Exercise task =>
Please arrange the lines below as a Markdown table with two columns, Row and Line, numbering each row and skipping any blank lines.

Collected data =>
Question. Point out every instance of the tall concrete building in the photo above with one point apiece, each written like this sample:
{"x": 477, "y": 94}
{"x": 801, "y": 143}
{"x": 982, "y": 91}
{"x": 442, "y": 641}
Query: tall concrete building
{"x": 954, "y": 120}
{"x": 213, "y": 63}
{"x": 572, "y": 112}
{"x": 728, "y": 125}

Answer =>
| Row | Line |
|---|---|
| 1 | Question. Point out every instance of the tall concrete building in the photo above with one point apiece, each written like this sample: |
| 2 | {"x": 477, "y": 94} |
| 3 | {"x": 801, "y": 143} |
| 4 | {"x": 982, "y": 91} |
| 5 | {"x": 442, "y": 641} |
| 6 | Query: tall concrete building |
| 7 | {"x": 954, "y": 120} |
| 8 | {"x": 213, "y": 63} |
| 9 | {"x": 572, "y": 112} |
| 10 | {"x": 728, "y": 125} |